Assignment a
Answer these questions about the excerpt on the Tukanalipao clashes:
(i) Which base command did the four slain MILF members belong to?
(ii) How many schools does ARMM HEART say were affected by the encounters?
(iii) For at least how many days before Jan. 25 did residents say they saw drones over their communities?

Other faces of grief

The women shared the ordeals they and their children had to go through to escape the fighting. There was indiscriminate firing and they had to either crawl or dash to safer grounds, some with a baby or toddler in hand. The women who lost their husbands told the FFM of the grief and the economic uncertainty they now face.

The wives of the saheed (martyrs), four elements of the MILF who were fired upon and killed upon by an unidentified SAF element while they were sleeping in a pangguiamanan (mosque-hut) near the tulay na kahoy (wooden bridge) at two in the afternoon of January 25 in Brgy. Tukanalipao, also told their worries to the fact-finding team through a discussion group with the women’s team. Their husbands who were killed are Omar Dagadas, 24; Ali Ismael, 25; Mosif Hassim, 22; and a certain Rasul, 21, were members of the 105th Base Command of the Bangsamoro Islamic Armed Forces (BIAF) of the Moro Islamic Liberation Front (MILF).

Child Rights Violations

Classes in elementary and high school students of different public schools in the various barangays were disrupted by the heavy fighting on January 25. School officials of Linantangan Elementary School in Tukanalipao proper told the Mission that the said school was forced to cancel classes for two weeks after the incident.

According to ARMM HEART, 13 schools with 5,963 students and 124 teachers were affected by the bloody encounters. Aside from this, classes for the 300 Mahad/Arabic students were also disrupted.

During the psychosocial intervention to the children affected, the team found out that children are traumatized due to the incident and their consequent evacuation. According to the children, the encounter occurred because the PNP SAF did not inform the community and the MILF regarding their operation. They also narrated some of their experiences. They also recalled the deafening sounds of gunfire and how they evacuated. Most of the children were among those families who were temporarily displaced due to the incident. According to them, they stayed in several houses and barangay centers that served as the temporary evacuation center for two days and were only able to attend class a week after the incident. Many of them are still afraid, especially during night time. According to them, they fear nightfall as the incident might happen again. Their daily routines disrupted specially on education and economic aspect and they have the feeling of insecurity. Up to this time, many pupils have not reported back to school.

Deep US involvement

The Mission was able to interview, on condition of anonymity, some witnesses who said they saw one Caucasian (“white-skinned, long, blue-eyed, and had narrow, long noses”) who died among the SAF members in Brgy. Tukanalipao. Meanwhile, several residents from Tukanalipao, Pidsandawan, Lusay and Tuka submitted sworn affidavits that state that they saw drones fly above their communities for at least seven (7) days before the bloody encounters on Jan. 25. One witness said that the drone would hover above their houses, sometimes waking them up at night. Meanwhile, residents of Brgy. Tuka and Brgy. Pidsandawan called the drones “airplanes” that twinkled at night time. However, the night before the clash the sound of the drones was exceptionally noisy and busy. The drones, they said, were gone after Jan. 25.

Supplied material
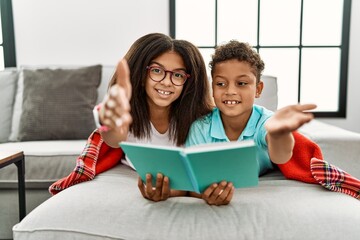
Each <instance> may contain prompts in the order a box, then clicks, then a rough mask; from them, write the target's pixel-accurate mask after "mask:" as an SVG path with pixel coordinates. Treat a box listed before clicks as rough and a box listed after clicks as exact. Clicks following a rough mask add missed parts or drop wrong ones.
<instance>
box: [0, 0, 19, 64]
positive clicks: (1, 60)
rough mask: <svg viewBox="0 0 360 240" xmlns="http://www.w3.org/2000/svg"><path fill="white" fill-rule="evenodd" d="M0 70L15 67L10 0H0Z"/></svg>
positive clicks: (15, 63) (15, 61)
mask: <svg viewBox="0 0 360 240" xmlns="http://www.w3.org/2000/svg"><path fill="white" fill-rule="evenodd" d="M0 15H1V18H0V28H1V31H0V70H3V69H4V68H5V67H15V66H16V57H15V40H14V24H13V16H12V5H11V0H0Z"/></svg>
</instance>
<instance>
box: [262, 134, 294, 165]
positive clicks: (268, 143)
mask: <svg viewBox="0 0 360 240" xmlns="http://www.w3.org/2000/svg"><path fill="white" fill-rule="evenodd" d="M266 138H267V143H268V149H269V156H270V159H271V161H272V162H274V163H275V164H284V163H286V162H287V161H288V160H289V159H290V158H291V156H292V150H293V148H294V145H295V140H294V137H293V135H292V133H291V132H289V133H285V134H282V135H277V136H272V135H271V134H267V136H266Z"/></svg>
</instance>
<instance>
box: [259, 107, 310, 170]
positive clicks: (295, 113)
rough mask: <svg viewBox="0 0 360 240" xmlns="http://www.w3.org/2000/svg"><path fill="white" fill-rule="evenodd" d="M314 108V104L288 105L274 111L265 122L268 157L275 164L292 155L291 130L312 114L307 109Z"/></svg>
mask: <svg viewBox="0 0 360 240" xmlns="http://www.w3.org/2000/svg"><path fill="white" fill-rule="evenodd" d="M314 108H316V105H315V104H298V105H290V106H286V107H284V108H281V109H280V110H278V111H276V112H275V113H274V115H273V116H271V117H270V118H269V119H268V120H267V121H266V123H265V129H266V131H267V134H266V141H267V144H268V151H269V157H270V159H271V161H272V162H273V163H275V164H284V163H286V162H287V161H288V160H289V159H290V158H291V156H292V151H293V148H294V145H295V140H294V137H293V135H292V132H293V131H295V130H297V129H298V128H299V127H301V126H302V125H304V124H305V123H307V122H310V121H311V120H312V119H313V118H314V115H313V114H312V113H310V112H307V111H309V110H312V109H314Z"/></svg>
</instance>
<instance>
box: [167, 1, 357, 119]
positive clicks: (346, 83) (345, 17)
mask: <svg viewBox="0 0 360 240" xmlns="http://www.w3.org/2000/svg"><path fill="white" fill-rule="evenodd" d="M260 5H261V0H258V22H257V44H256V45H255V46H254V48H256V49H257V51H258V52H259V50H260V49H261V48H272V49H276V48H298V49H299V72H298V102H300V97H301V94H300V91H301V71H300V69H301V64H302V59H301V58H302V49H304V48H315V47H316V48H322V47H337V48H339V49H340V51H341V56H340V76H339V98H338V110H337V111H321V112H317V111H314V115H315V117H319V118H329V117H331V118H346V106H347V82H348V59H349V40H350V19H351V0H344V6H343V13H342V14H343V15H342V32H341V45H339V46H326V45H319V46H317V45H316V46H315V45H314V46H303V45H302V31H303V29H302V24H303V6H304V0H301V14H300V41H299V45H295V46H289V45H288V46H278V45H276V46H261V45H260V44H259V42H260V17H261V16H260V14H261V12H260V8H261V7H260ZM169 6H170V11H169V12H170V36H171V37H173V38H176V22H175V21H176V0H169ZM324 7H326V6H324ZM217 8H218V1H217V0H215V26H214V28H215V31H214V32H215V44H217V33H218V31H217V28H218V26H217V22H218V21H217V18H218V16H217ZM197 47H199V48H215V47H216V46H197Z"/></svg>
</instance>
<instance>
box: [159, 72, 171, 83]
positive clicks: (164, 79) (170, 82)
mask: <svg viewBox="0 0 360 240" xmlns="http://www.w3.org/2000/svg"><path fill="white" fill-rule="evenodd" d="M165 74H166V75H165V78H164V79H163V80H162V81H161V83H162V84H163V85H165V86H171V85H172V82H171V79H170V78H171V73H169V72H166V73H165Z"/></svg>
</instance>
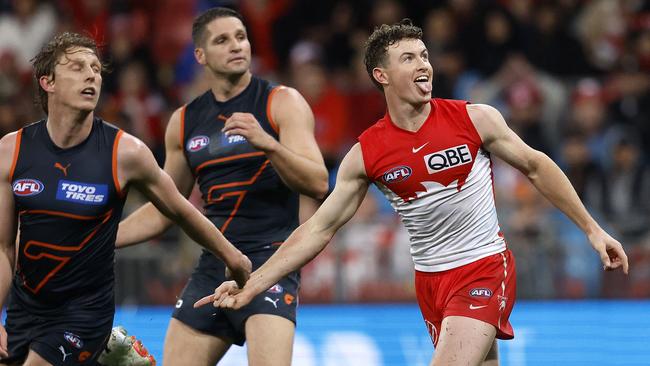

Assignment b
Can you convert the records into a numbered list, starting at their beginning and ending at the line that contains "positive clicks: (15, 63) (15, 61)", with blank lines left out? Leave the pictures out of the list.

Exercise output a
(i) The 105th Base Command of the Bangsamoro Islamic Armed Forces (BIAF) of the MILF.
(ii) 13 schools.
(iii) Seven days.

Exercise output b
1. Each <instance> may contain prompts in the order a box, then clicks, then a rough mask; from them, write the target's pixel-accurate mask after "mask:" as an SVG path with pixel coordinates. Treat a box listed before clicks as rough and a box listed after clicks as exact. Clicks following a rough mask add missed parts or drop wrong ones.
2. <instance>
3. box: [0, 0, 19, 64]
4. positive clicks: (1, 60)
5. rough mask: <svg viewBox="0 0 360 240" xmlns="http://www.w3.org/2000/svg"><path fill="white" fill-rule="evenodd" d="M0 70L15 67L10 0H0Z"/></svg>
6. positive clicks: (15, 63) (15, 61)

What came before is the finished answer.